- [Texto de origen]
EL PAíS › PARTICIPANTES EN EL ENCUENTRO DE EMPRESAS DE PROPIEDAD PARTICIPATIVA EN ROSARIO

Tres historias de trabajo sin patrones

Estuvieron en el debate, compartieron experiencias y problemas, contaron qué hicieron bien y qué no.
Página/12 recogió historias de una fábrica de pastas, un frigorífico y una cantera en distintos puntos del país, que prosperan después de la quiebra.

 Por Irina Hauser

Desde Rosario

A veces nadie se da cuenta de que están ahí. O sí, pero pocos comprenden la dimensión de lo que hacen y han hecho. A veces ellos mismos se sorprenden. Son trabajadores que se vieron al borde de quedar desocupados o que efectivamente perdieron el empleo, pero les surgió el reflejo de desafiar los esquemas establecidos y declararse dueños de su capacidad de producir. Hoy comparten la decisión de no abandonar sus puestos y trabajar sin patrones. Las experiencias de recuperación de empresas que se reproducen por todo el país son muy heterogéneas; algunas resultan exitosas, otras caen y otras están a mitad de camino. En la mayoría de los casos han llevado a los obreros “desde la nada” a extremos de resistencia que desconocían. En el encuentro del viernes y sábado, se reconocieron como un movimiento social y se plantearon objetivos comunes. Aquí, tres relatos muestran situaciones diferentes pero con mucho en común.
Poderosos caracoles
En Victoria, Entre Ríos, hay un tesoro. Es una cantera de conchillas. “¿Cómo conchillas?”, le preguntan cada dos por tres a María del Huerto García. “Son caracoles fosilizados hace millones de años que están a siete metros de profundidad. Son extraordinarios por el uso que se les puede dar: se venden, molidos, a la industria avícola, como alimento balanceado y se usan para tapar baches”, instruye. María, de 45 años, párpados plateados y trajecito celeste, repasa que llevaba 22 años como administrativa en la cantera Sime, cuando un día de diciembre de 2002 llegó a su oficina y le dijeron que tenía que tomarse casi un mes y medio de descanso. “Era tan raro que enseguida sospechamos que la empresa estaba al borde del cierre, ya que todo el tiempo cambiaba de dueño, habían cerrado campos de extracción y los proveedores no fiaban más”, cuenta.

- [Datos proporcionados]
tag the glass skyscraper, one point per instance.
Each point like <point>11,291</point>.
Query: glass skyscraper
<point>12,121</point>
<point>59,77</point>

- [Problema a resolver] Continúa el artículo sobre las empresas recuperadas por sus trabajadores a partir de su última oración. Estos datos proceden de una fuente distinta.

- [Resultado del ejercicio]
En un comienzo, los 28 trabajadores aceptaron una promesa de pago de sus patrones para cuando volvieran de las “vacaciones”. Para ese entonces, encontraron la planta llena de pastizales, no había luz ni agua. María había leído en un diario que “unos obreros rosarinos habían tomado la fábrica de pastas Mil Hojas y estaban produciendo con éxito”. Se fue a Rosario a buscar a esa gente y terminó proponiéndoles a sus compañeros ocupar la cantera. Ella nunca en su vida había hecho huelga ni militado política ni sindicalmente. “Jamás imaginé que me iba a quedar en la calle, a tener que salir a la lucha y a llegar a producir por mi cuenta”, dice, aún desconcertada. La toma comenzó el 2 de mayo, día y noche se rotaban entre los obreros y sus hijos se acostumbraron a acompañarla. “Una de las cosas que me sostuvo fue el hambre de mis compañeros, a uno de ellos lo vi cuereando cuises para hacerse un guiso. Tengo la impresión de que fuimos las tres mujeres de Sime las que logramos sostener el proceso”, dice, ahora al frente de la cooperativa.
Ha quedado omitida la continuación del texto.